| SHORT TASK |
Pull out every line of the items below and reproduce each one word for word.

| TASK INPUT |
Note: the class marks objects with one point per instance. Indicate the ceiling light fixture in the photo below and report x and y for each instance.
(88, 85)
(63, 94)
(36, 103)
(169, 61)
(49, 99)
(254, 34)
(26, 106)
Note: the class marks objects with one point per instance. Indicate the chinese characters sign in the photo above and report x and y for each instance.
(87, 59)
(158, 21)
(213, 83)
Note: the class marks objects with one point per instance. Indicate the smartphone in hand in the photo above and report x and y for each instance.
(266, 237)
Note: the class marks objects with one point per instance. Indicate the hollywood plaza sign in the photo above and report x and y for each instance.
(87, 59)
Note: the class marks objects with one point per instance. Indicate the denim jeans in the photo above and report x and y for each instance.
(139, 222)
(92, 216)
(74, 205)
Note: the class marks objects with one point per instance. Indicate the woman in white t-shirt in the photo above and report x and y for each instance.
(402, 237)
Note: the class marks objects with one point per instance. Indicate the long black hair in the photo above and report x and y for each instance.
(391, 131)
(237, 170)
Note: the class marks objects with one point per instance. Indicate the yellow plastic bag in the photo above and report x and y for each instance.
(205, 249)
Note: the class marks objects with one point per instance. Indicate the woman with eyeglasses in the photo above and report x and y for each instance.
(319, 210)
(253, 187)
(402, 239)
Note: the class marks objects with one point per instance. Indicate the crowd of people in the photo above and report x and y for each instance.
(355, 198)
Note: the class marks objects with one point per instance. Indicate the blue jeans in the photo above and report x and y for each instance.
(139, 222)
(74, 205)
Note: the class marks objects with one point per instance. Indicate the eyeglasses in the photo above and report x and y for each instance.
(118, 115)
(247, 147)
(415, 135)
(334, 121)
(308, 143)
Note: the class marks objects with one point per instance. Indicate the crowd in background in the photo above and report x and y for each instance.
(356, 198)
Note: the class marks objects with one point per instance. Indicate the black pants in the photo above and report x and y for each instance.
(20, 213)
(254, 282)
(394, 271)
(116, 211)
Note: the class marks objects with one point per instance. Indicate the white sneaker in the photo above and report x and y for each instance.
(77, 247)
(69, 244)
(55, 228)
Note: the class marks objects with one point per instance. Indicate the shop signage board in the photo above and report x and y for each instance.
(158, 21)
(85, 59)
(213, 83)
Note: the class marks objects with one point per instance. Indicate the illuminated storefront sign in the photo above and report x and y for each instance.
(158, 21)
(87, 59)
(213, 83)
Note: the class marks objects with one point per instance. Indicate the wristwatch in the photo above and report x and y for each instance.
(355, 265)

| WRITTEN SOLUTION |
Note: the class marks objects with one point per instance. Indicate the ceiling light fixture in the photo below and report x and y for each instance.
(88, 85)
(63, 94)
(36, 103)
(169, 61)
(49, 99)
(254, 34)
(26, 106)
Note: the class marks objects with one point per instance. Indicate the chinese characters sign in the photo above and report x and y for each instance.
(87, 59)
(158, 21)
(213, 83)
Note: the class marks objects with one point per instance. Indicate the smartphone in hand in the photo above and report x and y for each instance.
(266, 237)
Note: the class marks objects with one point per instance. Indicate the hollywood plaza sign in the photo above and report x and y for each instance.
(87, 59)
Note: the class marks objects with one point per instance. Indicate the denim jeans in the photo above and report x and y for each instance.
(139, 222)
(92, 216)
(74, 205)
Note: the class marks objects with one point per instance. Indicate the woman in white t-shirt in the photo above and report x and y for each instance.
(402, 237)
Note: the class marks objects with one point per instance. Indicate the long black hair in the photo above and report x and y for each instance.
(391, 131)
(237, 170)
Note: the class marks objects with one point per instance. Indicate the yellow plastic bag in the photo above and report x and y for each instance.
(205, 249)
Note: the class marks objects with one point per instance. Indicate the woman with eyeglasses in the photo above and report x and y for each instance.
(319, 210)
(253, 187)
(402, 239)
Note: the class marks objects with one point per instance. Indicate the crowd of people in the photo above and report x and y for each instance.
(355, 198)
Note: the class marks objects with one point per instance. Indicate the blue jeans in the photo above and report x and y for each instance.
(139, 222)
(74, 205)
Note: the class marks objects with one point per instance. Indicate the eyeglasses in the photo above and report x and y for each instance.
(118, 115)
(247, 147)
(415, 135)
(334, 121)
(308, 143)
Note: the class marks objects with one point per instance. Indicate the crowd in background in the photo above and report x and y for each instance.
(356, 198)
Note: the class marks objects with one point per instance. Indicate the black pants in the photo above and report x and y for each instance.
(20, 213)
(254, 282)
(394, 271)
(116, 211)
Note: the class marks objects with one point per instance. Indicate the white sneaker in the photo above and report x and y for each instance.
(77, 247)
(69, 244)
(55, 228)
Note: the class marks objects with one point per instance. Indicate the shop signage board in the photo above and report x and y for each instance.
(158, 21)
(85, 59)
(213, 83)
Note: the class marks objects with one point per instance. Indicate the illuminated storefront sign in the photo above and report x and y for each instance.
(158, 21)
(87, 59)
(213, 83)
Note: the class marks objects with one point per instance. Indicate the wristwatch in the photo above and report x and y for each instance.
(355, 265)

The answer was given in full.